══ Excerpted records ══

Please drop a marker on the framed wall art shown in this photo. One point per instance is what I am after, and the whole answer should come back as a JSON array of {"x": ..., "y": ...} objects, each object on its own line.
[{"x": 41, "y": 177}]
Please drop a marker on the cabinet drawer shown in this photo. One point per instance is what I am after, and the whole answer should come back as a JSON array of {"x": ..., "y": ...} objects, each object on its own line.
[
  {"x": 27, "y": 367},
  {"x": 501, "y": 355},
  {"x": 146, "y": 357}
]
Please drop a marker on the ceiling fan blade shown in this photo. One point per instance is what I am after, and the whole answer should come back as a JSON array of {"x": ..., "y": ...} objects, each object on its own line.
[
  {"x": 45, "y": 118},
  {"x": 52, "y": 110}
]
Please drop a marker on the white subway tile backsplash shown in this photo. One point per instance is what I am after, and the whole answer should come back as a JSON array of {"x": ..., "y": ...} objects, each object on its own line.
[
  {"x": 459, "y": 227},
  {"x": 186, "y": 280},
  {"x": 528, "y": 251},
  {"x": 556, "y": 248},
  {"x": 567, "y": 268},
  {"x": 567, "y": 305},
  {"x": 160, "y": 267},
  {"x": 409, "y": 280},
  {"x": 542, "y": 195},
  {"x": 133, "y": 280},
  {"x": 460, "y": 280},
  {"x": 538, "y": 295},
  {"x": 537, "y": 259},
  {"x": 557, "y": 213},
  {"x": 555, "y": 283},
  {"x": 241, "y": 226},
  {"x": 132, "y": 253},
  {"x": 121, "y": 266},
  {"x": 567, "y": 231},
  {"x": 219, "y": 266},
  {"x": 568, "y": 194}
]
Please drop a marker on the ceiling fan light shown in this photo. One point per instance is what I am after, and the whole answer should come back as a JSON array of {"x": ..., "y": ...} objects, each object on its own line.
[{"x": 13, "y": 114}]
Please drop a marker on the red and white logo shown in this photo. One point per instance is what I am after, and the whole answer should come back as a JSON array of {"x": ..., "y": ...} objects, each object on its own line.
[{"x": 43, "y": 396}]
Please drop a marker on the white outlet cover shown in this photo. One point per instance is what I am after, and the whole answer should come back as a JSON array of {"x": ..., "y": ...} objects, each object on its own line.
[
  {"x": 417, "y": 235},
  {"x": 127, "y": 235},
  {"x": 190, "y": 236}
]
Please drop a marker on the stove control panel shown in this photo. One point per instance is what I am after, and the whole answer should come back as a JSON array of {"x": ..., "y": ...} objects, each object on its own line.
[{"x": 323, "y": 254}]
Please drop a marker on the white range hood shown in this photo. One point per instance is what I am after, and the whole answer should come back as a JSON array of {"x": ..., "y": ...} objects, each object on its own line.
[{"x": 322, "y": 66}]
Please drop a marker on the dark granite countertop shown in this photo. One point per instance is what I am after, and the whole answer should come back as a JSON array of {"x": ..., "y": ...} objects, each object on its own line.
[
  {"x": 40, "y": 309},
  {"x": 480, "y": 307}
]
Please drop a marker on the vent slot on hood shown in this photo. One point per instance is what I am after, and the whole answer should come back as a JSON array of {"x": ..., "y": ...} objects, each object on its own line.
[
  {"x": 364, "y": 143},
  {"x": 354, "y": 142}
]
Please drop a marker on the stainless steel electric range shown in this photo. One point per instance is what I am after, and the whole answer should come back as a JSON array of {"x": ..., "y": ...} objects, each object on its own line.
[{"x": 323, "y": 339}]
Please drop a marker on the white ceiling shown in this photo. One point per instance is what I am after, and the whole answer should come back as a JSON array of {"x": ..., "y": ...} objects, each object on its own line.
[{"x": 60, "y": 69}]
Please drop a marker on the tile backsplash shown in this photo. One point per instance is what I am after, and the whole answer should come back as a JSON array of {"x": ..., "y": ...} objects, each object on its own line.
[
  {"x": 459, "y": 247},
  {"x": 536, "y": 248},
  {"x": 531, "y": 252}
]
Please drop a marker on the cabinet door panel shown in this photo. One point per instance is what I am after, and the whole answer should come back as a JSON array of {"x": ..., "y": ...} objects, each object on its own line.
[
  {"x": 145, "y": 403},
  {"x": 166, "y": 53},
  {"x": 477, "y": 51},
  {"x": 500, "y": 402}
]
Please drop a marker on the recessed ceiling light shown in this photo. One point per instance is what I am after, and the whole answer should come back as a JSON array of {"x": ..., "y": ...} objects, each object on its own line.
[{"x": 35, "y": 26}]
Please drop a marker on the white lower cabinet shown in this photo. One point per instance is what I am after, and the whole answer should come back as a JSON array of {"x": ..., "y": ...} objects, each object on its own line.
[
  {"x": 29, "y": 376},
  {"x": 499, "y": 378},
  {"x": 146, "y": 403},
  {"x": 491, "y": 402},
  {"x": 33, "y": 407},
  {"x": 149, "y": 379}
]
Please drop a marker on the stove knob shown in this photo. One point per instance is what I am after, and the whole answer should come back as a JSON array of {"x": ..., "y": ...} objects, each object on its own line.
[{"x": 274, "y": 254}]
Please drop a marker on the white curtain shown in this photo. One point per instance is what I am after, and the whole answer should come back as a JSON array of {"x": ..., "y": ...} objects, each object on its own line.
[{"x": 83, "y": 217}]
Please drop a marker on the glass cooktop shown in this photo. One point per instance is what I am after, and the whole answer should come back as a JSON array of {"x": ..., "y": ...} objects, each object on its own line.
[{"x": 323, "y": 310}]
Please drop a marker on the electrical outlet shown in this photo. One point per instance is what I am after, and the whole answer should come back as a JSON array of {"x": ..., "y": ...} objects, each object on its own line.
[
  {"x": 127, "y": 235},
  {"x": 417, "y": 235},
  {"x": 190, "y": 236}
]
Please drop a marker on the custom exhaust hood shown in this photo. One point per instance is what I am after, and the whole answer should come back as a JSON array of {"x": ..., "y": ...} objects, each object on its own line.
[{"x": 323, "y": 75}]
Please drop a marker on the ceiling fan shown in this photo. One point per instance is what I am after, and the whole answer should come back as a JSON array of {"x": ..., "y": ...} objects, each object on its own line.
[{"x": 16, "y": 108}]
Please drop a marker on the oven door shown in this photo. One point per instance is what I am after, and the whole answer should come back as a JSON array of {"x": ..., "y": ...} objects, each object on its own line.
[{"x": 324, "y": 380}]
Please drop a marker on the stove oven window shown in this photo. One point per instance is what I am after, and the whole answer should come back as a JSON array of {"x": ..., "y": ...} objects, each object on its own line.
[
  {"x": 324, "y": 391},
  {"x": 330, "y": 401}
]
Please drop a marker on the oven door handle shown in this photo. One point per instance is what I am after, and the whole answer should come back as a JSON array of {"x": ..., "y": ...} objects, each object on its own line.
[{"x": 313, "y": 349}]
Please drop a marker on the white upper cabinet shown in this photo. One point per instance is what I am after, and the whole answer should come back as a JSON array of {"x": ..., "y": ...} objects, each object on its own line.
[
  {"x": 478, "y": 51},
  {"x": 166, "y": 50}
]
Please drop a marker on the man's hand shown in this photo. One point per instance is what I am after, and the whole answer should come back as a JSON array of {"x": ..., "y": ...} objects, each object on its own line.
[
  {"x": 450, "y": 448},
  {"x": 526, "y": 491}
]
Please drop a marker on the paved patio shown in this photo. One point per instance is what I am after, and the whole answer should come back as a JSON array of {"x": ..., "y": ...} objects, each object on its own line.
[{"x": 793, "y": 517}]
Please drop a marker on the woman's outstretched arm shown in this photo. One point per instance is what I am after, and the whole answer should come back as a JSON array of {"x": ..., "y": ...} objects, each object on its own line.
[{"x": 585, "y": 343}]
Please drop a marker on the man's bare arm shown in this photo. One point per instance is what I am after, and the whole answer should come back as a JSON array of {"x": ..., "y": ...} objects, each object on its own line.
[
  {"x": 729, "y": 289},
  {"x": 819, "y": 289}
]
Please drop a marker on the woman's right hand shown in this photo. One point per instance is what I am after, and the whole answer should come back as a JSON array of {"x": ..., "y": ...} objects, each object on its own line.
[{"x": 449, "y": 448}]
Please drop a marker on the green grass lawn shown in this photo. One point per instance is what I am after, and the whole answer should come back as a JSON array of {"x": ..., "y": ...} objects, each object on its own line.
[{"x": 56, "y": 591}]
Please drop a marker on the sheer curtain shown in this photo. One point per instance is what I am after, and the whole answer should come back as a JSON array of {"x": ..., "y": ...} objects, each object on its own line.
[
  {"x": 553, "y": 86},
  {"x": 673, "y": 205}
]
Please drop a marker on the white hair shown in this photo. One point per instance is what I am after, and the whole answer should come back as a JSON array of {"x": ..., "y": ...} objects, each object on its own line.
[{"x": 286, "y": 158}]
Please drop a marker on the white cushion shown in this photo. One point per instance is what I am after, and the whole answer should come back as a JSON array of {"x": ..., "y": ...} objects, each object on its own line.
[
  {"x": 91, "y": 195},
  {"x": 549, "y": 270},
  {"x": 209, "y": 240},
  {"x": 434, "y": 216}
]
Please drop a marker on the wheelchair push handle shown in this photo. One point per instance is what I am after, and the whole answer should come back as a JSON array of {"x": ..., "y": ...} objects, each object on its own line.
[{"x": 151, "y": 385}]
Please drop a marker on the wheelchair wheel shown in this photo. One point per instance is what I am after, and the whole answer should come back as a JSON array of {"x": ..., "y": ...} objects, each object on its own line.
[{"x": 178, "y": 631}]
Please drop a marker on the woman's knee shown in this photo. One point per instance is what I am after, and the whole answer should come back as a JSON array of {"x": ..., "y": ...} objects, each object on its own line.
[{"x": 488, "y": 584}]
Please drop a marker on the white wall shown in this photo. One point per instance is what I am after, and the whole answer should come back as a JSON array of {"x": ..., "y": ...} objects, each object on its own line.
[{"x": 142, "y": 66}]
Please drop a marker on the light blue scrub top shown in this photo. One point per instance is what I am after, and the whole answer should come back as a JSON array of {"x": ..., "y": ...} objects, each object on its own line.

═══

§ Set exercise
Arrange the listing, from the line containing "Please drop a marker on the white cushion" through its final line, as a Markdown table with the columns Row and Line. Give each line its own numbered row and omit any blank lines.

§ Exercise answer
| Row | Line |
|---|---|
| 1 | Please drop a marker on the white cushion shown in this photo. One point per instance is what I am after, and the whole answer should come back as a JSON array of {"x": ..., "y": ...} objects, each object on its own line. |
| 2 | [ |
| 3 |   {"x": 91, "y": 195}, |
| 4 |   {"x": 549, "y": 270}, |
| 5 |   {"x": 209, "y": 240}, |
| 6 |   {"x": 434, "y": 216} |
| 7 | ] |
| 8 | Please drop a marker on the wheelchair push handle shown in this photo. One point per instance is what I am after, and the whole answer should come back as a JSON array of {"x": ..., "y": ...} objects, each object on its own line. |
| 9 | [{"x": 151, "y": 385}] |
| 10 | Please drop a marker on the wheelchair wheel shown in this photo. One point per instance is what I am after, and the whole answer should come back as a JSON array of {"x": ..., "y": ...} objects, each object on its own line. |
| 11 | [{"x": 178, "y": 631}] |
| 12 | Please drop a marker on the woman's knee shown in this photo. One point per instance is what I am after, and the whole answer should come back as a JSON array of {"x": ..., "y": ...} objects, each object on its own line. |
| 13 | [{"x": 488, "y": 584}] |
| 14 | Please drop a marker on the white wall shown in this photo. One point per instance is what I am after, and the whole answer should come back as a JSON array of {"x": ..., "y": ...} objects, each object on its own line. |
| 15 | [{"x": 142, "y": 66}] |
| 16 | Please drop a marker on the light blue scrub top shown in this photo. One point per instance is what I am after, and the whole answer should come back as a JSON array of {"x": ..., "y": ...} objects, each object on its own line. |